--- Stated task ---
Copy verbatim the lines of the items below, from the line containing "Can you find the stone" through the last line of the items, inclusive.

-- START OF Entries provided --

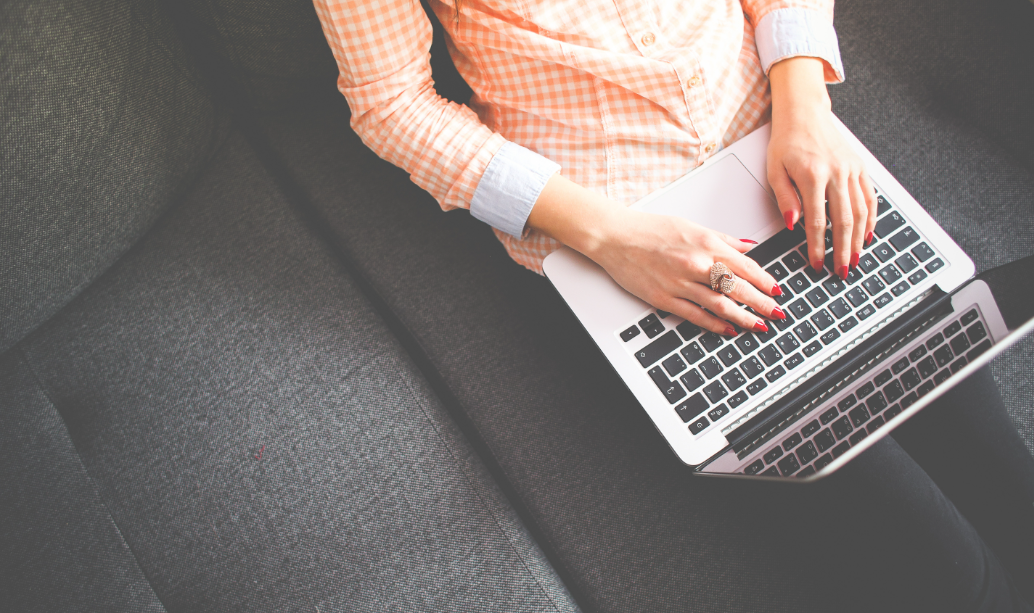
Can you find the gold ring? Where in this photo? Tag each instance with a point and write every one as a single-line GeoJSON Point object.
{"type": "Point", "coordinates": [722, 278]}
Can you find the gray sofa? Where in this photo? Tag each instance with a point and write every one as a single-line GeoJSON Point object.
{"type": "Point", "coordinates": [247, 366]}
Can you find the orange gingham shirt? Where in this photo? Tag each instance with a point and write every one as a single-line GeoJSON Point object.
{"type": "Point", "coordinates": [625, 96]}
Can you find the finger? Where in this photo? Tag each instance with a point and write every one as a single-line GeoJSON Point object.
{"type": "Point", "coordinates": [867, 188]}
{"type": "Point", "coordinates": [786, 195]}
{"type": "Point", "coordinates": [842, 220]}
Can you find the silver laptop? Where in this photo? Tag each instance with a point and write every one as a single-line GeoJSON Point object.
{"type": "Point", "coordinates": [853, 359]}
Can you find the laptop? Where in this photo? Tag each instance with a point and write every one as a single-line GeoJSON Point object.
{"type": "Point", "coordinates": [853, 360]}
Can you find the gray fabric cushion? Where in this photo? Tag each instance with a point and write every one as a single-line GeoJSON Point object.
{"type": "Point", "coordinates": [59, 549]}
{"type": "Point", "coordinates": [101, 125]}
{"type": "Point", "coordinates": [261, 439]}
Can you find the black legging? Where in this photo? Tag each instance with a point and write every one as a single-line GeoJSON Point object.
{"type": "Point", "coordinates": [939, 516]}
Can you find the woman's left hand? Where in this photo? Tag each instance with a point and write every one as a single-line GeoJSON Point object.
{"type": "Point", "coordinates": [809, 152]}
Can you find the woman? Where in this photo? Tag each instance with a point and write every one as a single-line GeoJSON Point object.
{"type": "Point", "coordinates": [581, 109]}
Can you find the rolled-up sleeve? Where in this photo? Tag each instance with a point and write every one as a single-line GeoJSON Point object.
{"type": "Point", "coordinates": [383, 54]}
{"type": "Point", "coordinates": [786, 29]}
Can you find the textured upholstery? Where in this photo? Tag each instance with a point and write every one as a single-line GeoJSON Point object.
{"type": "Point", "coordinates": [101, 124]}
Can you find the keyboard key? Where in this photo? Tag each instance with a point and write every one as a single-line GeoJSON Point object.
{"type": "Point", "coordinates": [978, 349]}
{"type": "Point", "coordinates": [772, 454]}
{"type": "Point", "coordinates": [710, 367]}
{"type": "Point", "coordinates": [755, 467]}
{"type": "Point", "coordinates": [888, 223]}
{"type": "Point", "coordinates": [865, 311]}
{"type": "Point", "coordinates": [692, 353]}
{"type": "Point", "coordinates": [847, 324]}
{"type": "Point", "coordinates": [842, 427]}
{"type": "Point", "coordinates": [858, 417]}
{"type": "Point", "coordinates": [817, 297]}
{"type": "Point", "coordinates": [716, 392]}
{"type": "Point", "coordinates": [718, 412]}
{"type": "Point", "coordinates": [692, 380]}
{"type": "Point", "coordinates": [710, 341]}
{"type": "Point", "coordinates": [876, 403]}
{"type": "Point", "coordinates": [756, 387]}
{"type": "Point", "coordinates": [787, 343]}
{"type": "Point", "coordinates": [807, 453]}
{"type": "Point", "coordinates": [728, 355]}
{"type": "Point", "coordinates": [811, 428]}
{"type": "Point", "coordinates": [893, 391]}
{"type": "Point", "coordinates": [659, 348]}
{"type": "Point", "coordinates": [630, 333]}
{"type": "Point", "coordinates": [792, 441]}
{"type": "Point", "coordinates": [674, 365]}
{"type": "Point", "coordinates": [917, 276]}
{"type": "Point", "coordinates": [882, 300]}
{"type": "Point", "coordinates": [793, 361]}
{"type": "Point", "coordinates": [691, 407]}
{"type": "Point", "coordinates": [798, 283]}
{"type": "Point", "coordinates": [824, 440]}
{"type": "Point", "coordinates": [747, 343]}
{"type": "Point", "coordinates": [922, 252]}
{"type": "Point", "coordinates": [883, 252]}
{"type": "Point", "coordinates": [926, 367]}
{"type": "Point", "coordinates": [910, 378]}
{"type": "Point", "coordinates": [689, 331]}
{"type": "Point", "coordinates": [868, 264]}
{"type": "Point", "coordinates": [789, 465]}
{"type": "Point", "coordinates": [770, 355]}
{"type": "Point", "coordinates": [890, 274]}
{"type": "Point", "coordinates": [873, 285]}
{"type": "Point", "coordinates": [778, 272]}
{"type": "Point", "coordinates": [840, 308]}
{"type": "Point", "coordinates": [804, 332]}
{"type": "Point", "coordinates": [857, 297]}
{"type": "Point", "coordinates": [752, 368]}
{"type": "Point", "coordinates": [733, 379]}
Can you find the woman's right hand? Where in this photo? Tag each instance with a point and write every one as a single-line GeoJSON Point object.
{"type": "Point", "coordinates": [666, 262]}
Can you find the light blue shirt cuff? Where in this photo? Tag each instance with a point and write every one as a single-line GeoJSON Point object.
{"type": "Point", "coordinates": [510, 186]}
{"type": "Point", "coordinates": [790, 32]}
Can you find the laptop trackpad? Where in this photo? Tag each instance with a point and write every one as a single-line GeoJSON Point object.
{"type": "Point", "coordinates": [725, 197]}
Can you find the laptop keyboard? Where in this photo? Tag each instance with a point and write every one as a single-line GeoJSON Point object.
{"type": "Point", "coordinates": [899, 382]}
{"type": "Point", "coordinates": [705, 375]}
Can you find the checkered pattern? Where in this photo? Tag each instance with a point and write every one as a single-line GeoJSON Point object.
{"type": "Point", "coordinates": [627, 96]}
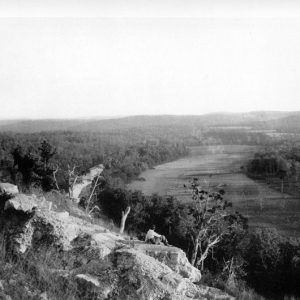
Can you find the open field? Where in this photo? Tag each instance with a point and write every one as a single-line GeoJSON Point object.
{"type": "Point", "coordinates": [219, 167]}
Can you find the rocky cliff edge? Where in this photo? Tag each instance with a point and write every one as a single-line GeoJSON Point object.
{"type": "Point", "coordinates": [102, 263]}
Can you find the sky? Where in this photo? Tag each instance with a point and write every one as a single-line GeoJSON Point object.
{"type": "Point", "coordinates": [70, 59]}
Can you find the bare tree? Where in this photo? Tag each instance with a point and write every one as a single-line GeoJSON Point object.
{"type": "Point", "coordinates": [88, 208]}
{"type": "Point", "coordinates": [124, 218]}
{"type": "Point", "coordinates": [72, 179]}
{"type": "Point", "coordinates": [54, 177]}
{"type": "Point", "coordinates": [207, 223]}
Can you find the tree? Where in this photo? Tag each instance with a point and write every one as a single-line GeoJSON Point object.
{"type": "Point", "coordinates": [207, 222]}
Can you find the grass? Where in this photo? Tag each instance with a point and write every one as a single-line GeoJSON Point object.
{"type": "Point", "coordinates": [214, 165]}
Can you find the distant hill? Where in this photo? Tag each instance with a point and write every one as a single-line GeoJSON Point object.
{"type": "Point", "coordinates": [288, 124]}
{"type": "Point", "coordinates": [263, 119]}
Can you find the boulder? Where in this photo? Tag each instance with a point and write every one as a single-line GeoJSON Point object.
{"type": "Point", "coordinates": [8, 188]}
{"type": "Point", "coordinates": [26, 203]}
{"type": "Point", "coordinates": [144, 277]}
{"type": "Point", "coordinates": [173, 257]}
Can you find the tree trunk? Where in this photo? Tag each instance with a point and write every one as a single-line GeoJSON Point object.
{"type": "Point", "coordinates": [123, 220]}
{"type": "Point", "coordinates": [195, 250]}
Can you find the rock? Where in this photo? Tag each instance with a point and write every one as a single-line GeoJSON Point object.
{"type": "Point", "coordinates": [85, 181]}
{"type": "Point", "coordinates": [101, 264]}
{"type": "Point", "coordinates": [43, 296]}
{"type": "Point", "coordinates": [93, 280]}
{"type": "Point", "coordinates": [22, 202]}
{"type": "Point", "coordinates": [173, 257]}
{"type": "Point", "coordinates": [8, 188]}
{"type": "Point", "coordinates": [92, 287]}
{"type": "Point", "coordinates": [4, 296]}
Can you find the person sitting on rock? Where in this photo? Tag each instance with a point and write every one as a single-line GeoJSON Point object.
{"type": "Point", "coordinates": [153, 237]}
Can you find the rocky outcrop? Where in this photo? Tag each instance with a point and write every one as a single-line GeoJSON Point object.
{"type": "Point", "coordinates": [102, 264]}
{"type": "Point", "coordinates": [85, 181]}
{"type": "Point", "coordinates": [173, 257]}
{"type": "Point", "coordinates": [8, 188]}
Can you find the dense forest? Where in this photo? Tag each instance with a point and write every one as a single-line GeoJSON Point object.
{"type": "Point", "coordinates": [214, 236]}
{"type": "Point", "coordinates": [124, 155]}
{"type": "Point", "coordinates": [278, 167]}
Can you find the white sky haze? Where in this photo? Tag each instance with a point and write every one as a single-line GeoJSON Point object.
{"type": "Point", "coordinates": [64, 59]}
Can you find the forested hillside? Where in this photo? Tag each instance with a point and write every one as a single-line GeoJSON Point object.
{"type": "Point", "coordinates": [124, 154]}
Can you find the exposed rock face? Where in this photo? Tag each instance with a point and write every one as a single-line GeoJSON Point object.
{"type": "Point", "coordinates": [85, 181]}
{"type": "Point", "coordinates": [101, 263]}
{"type": "Point", "coordinates": [173, 257]}
{"type": "Point", "coordinates": [8, 188]}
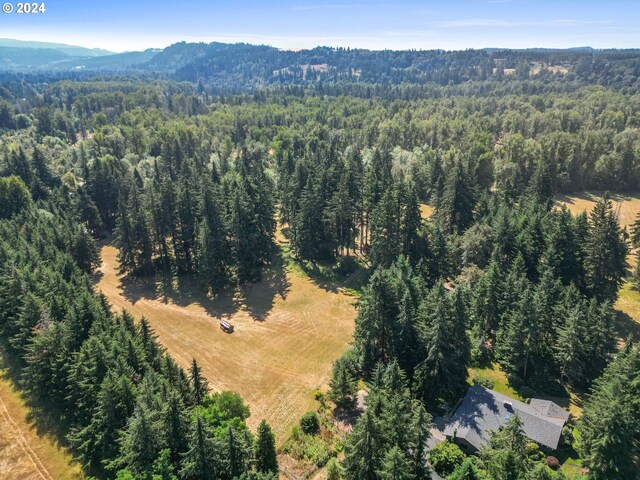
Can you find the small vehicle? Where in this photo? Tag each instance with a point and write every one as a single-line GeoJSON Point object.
{"type": "Point", "coordinates": [226, 326]}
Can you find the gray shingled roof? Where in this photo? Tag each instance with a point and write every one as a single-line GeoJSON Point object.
{"type": "Point", "coordinates": [484, 411]}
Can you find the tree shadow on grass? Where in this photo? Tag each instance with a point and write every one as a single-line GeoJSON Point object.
{"type": "Point", "coordinates": [256, 299]}
{"type": "Point", "coordinates": [329, 277]}
{"type": "Point", "coordinates": [626, 327]}
{"type": "Point", "coordinates": [47, 420]}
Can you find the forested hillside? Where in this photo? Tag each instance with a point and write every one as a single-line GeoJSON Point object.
{"type": "Point", "coordinates": [192, 178]}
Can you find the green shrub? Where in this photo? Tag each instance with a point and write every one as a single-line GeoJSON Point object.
{"type": "Point", "coordinates": [309, 423]}
{"type": "Point", "coordinates": [484, 381]}
{"type": "Point", "coordinates": [526, 392]}
{"type": "Point", "coordinates": [333, 470]}
{"type": "Point", "coordinates": [445, 457]}
{"type": "Point", "coordinates": [346, 266]}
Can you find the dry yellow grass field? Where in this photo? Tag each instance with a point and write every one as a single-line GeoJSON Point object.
{"type": "Point", "coordinates": [626, 206]}
{"type": "Point", "coordinates": [24, 454]}
{"type": "Point", "coordinates": [288, 332]}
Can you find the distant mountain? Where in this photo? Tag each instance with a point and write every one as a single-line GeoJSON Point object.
{"type": "Point", "coordinates": [116, 61]}
{"type": "Point", "coordinates": [12, 58]}
{"type": "Point", "coordinates": [244, 67]}
{"type": "Point", "coordinates": [71, 50]}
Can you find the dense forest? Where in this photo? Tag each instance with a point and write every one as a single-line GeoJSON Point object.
{"type": "Point", "coordinates": [191, 176]}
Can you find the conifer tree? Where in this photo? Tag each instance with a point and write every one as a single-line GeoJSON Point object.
{"type": "Point", "coordinates": [201, 461]}
{"type": "Point", "coordinates": [467, 470]}
{"type": "Point", "coordinates": [363, 455]}
{"type": "Point", "coordinates": [199, 383]}
{"type": "Point", "coordinates": [456, 206]}
{"type": "Point", "coordinates": [266, 458]}
{"type": "Point", "coordinates": [606, 251]}
{"type": "Point", "coordinates": [609, 424]}
{"type": "Point", "coordinates": [343, 384]}
{"type": "Point", "coordinates": [385, 231]}
{"type": "Point", "coordinates": [395, 466]}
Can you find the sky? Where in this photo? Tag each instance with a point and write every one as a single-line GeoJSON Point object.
{"type": "Point", "coordinates": [127, 25]}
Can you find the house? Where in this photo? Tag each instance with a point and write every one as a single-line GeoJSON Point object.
{"type": "Point", "coordinates": [482, 412]}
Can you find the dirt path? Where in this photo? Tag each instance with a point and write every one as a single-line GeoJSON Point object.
{"type": "Point", "coordinates": [25, 455]}
{"type": "Point", "coordinates": [288, 331]}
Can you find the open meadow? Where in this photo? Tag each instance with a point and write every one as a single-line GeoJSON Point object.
{"type": "Point", "coordinates": [627, 207]}
{"type": "Point", "coordinates": [288, 331]}
{"type": "Point", "coordinates": [26, 454]}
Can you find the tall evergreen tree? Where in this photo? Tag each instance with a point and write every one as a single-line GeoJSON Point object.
{"type": "Point", "coordinates": [606, 252]}
{"type": "Point", "coordinates": [266, 458]}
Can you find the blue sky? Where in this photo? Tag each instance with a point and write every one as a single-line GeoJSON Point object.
{"type": "Point", "coordinates": [377, 24]}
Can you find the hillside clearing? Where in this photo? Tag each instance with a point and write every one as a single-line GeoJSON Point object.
{"type": "Point", "coordinates": [24, 454]}
{"type": "Point", "coordinates": [625, 205]}
{"type": "Point", "coordinates": [288, 332]}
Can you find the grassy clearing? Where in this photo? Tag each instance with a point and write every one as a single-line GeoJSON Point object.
{"type": "Point", "coordinates": [289, 328]}
{"type": "Point", "coordinates": [498, 377]}
{"type": "Point", "coordinates": [426, 211]}
{"type": "Point", "coordinates": [24, 453]}
{"type": "Point", "coordinates": [626, 206]}
{"type": "Point", "coordinates": [628, 306]}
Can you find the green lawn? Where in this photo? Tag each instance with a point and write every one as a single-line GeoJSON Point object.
{"type": "Point", "coordinates": [495, 374]}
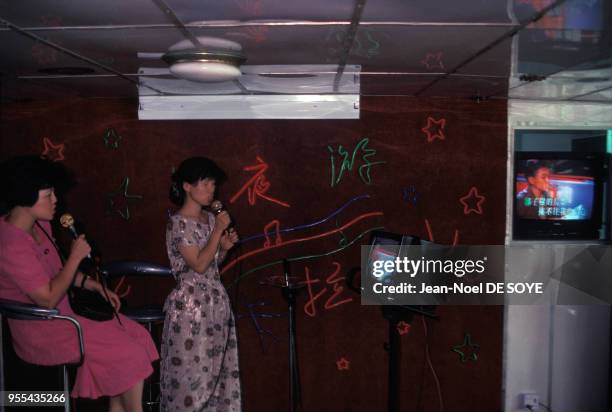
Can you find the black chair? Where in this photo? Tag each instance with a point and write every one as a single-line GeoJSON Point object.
{"type": "Point", "coordinates": [24, 311]}
{"type": "Point", "coordinates": [147, 315]}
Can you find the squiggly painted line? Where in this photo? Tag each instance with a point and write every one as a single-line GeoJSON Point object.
{"type": "Point", "coordinates": [306, 257]}
{"type": "Point", "coordinates": [307, 225]}
{"type": "Point", "coordinates": [299, 240]}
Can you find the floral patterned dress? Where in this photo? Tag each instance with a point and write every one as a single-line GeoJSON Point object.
{"type": "Point", "coordinates": [199, 366]}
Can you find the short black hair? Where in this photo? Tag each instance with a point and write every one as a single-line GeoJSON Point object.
{"type": "Point", "coordinates": [191, 171]}
{"type": "Point", "coordinates": [22, 177]}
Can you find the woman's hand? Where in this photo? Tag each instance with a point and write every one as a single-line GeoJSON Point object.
{"type": "Point", "coordinates": [80, 248]}
{"type": "Point", "coordinates": [228, 239]}
{"type": "Point", "coordinates": [222, 221]}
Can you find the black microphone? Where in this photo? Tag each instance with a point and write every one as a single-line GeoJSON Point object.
{"type": "Point", "coordinates": [217, 207]}
{"type": "Point", "coordinates": [67, 221]}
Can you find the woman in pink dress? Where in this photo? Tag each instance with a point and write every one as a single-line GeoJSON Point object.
{"type": "Point", "coordinates": [118, 356]}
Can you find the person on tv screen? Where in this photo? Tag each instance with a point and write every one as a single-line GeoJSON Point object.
{"type": "Point", "coordinates": [539, 199]}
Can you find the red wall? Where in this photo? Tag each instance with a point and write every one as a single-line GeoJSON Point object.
{"type": "Point", "coordinates": [417, 190]}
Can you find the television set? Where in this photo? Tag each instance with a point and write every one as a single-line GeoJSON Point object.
{"type": "Point", "coordinates": [558, 195]}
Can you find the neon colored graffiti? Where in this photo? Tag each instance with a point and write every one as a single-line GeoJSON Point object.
{"type": "Point", "coordinates": [467, 350]}
{"type": "Point", "coordinates": [348, 164]}
{"type": "Point", "coordinates": [403, 327]}
{"type": "Point", "coordinates": [310, 306]}
{"type": "Point", "coordinates": [472, 202]}
{"type": "Point", "coordinates": [343, 364]}
{"type": "Point", "coordinates": [306, 257]}
{"type": "Point", "coordinates": [304, 239]}
{"type": "Point", "coordinates": [121, 195]}
{"type": "Point", "coordinates": [307, 225]}
{"type": "Point", "coordinates": [258, 185]}
{"type": "Point", "coordinates": [278, 240]}
{"type": "Point", "coordinates": [434, 129]}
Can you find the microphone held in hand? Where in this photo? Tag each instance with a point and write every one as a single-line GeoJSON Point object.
{"type": "Point", "coordinates": [67, 221]}
{"type": "Point", "coordinates": [217, 207]}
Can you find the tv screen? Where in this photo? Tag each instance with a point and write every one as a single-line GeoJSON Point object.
{"type": "Point", "coordinates": [558, 195]}
{"type": "Point", "coordinates": [560, 189]}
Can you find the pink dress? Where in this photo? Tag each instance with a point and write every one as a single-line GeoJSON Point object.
{"type": "Point", "coordinates": [116, 357]}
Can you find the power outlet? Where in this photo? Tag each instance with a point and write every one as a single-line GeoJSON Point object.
{"type": "Point", "coordinates": [530, 401]}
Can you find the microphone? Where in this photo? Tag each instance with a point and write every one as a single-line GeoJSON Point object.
{"type": "Point", "coordinates": [217, 207]}
{"type": "Point", "coordinates": [67, 221]}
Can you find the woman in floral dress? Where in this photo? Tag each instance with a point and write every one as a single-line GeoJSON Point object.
{"type": "Point", "coordinates": [199, 367]}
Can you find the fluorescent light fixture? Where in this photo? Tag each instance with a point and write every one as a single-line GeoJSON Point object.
{"type": "Point", "coordinates": [341, 106]}
{"type": "Point", "coordinates": [211, 60]}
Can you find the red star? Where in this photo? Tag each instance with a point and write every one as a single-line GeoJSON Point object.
{"type": "Point", "coordinates": [342, 364]}
{"type": "Point", "coordinates": [52, 152]}
{"type": "Point", "coordinates": [433, 61]}
{"type": "Point", "coordinates": [434, 129]}
{"type": "Point", "coordinates": [403, 327]}
{"type": "Point", "coordinates": [470, 199]}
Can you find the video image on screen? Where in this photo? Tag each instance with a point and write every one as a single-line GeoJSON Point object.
{"type": "Point", "coordinates": [554, 190]}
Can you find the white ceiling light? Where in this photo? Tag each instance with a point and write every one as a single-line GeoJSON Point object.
{"type": "Point", "coordinates": [213, 60]}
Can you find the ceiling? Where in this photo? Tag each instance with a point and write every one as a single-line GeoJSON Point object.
{"type": "Point", "coordinates": [477, 49]}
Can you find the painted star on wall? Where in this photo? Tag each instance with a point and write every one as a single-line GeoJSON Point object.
{"type": "Point", "coordinates": [403, 327]}
{"type": "Point", "coordinates": [467, 350]}
{"type": "Point", "coordinates": [118, 201]}
{"type": "Point", "coordinates": [434, 129]}
{"type": "Point", "coordinates": [343, 364]}
{"type": "Point", "coordinates": [53, 152]}
{"type": "Point", "coordinates": [472, 202]}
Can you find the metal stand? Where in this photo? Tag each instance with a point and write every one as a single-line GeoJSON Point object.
{"type": "Point", "coordinates": [290, 291]}
{"type": "Point", "coordinates": [395, 314]}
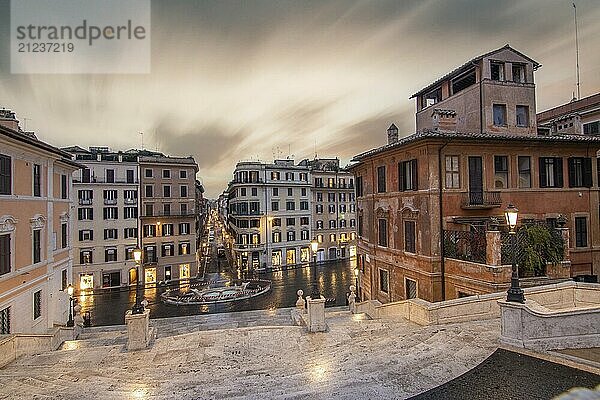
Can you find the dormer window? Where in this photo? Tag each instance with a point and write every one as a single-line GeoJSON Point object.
{"type": "Point", "coordinates": [433, 97]}
{"type": "Point", "coordinates": [497, 71]}
{"type": "Point", "coordinates": [463, 81]}
{"type": "Point", "coordinates": [519, 73]}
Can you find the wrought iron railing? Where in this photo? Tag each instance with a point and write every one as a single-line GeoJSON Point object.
{"type": "Point", "coordinates": [465, 245]}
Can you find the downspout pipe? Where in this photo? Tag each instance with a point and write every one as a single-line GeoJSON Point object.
{"type": "Point", "coordinates": [441, 221]}
{"type": "Point", "coordinates": [480, 95]}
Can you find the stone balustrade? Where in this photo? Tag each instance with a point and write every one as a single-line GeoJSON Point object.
{"type": "Point", "coordinates": [16, 345]}
{"type": "Point", "coordinates": [481, 307]}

-- END OF Entries provided --

--- Complete answer ---
Can you find the stone balustrade? Where in this photo? Tag each instance with a point and write every one as a single-line GeoJSON Point object.
{"type": "Point", "coordinates": [16, 345]}
{"type": "Point", "coordinates": [481, 307]}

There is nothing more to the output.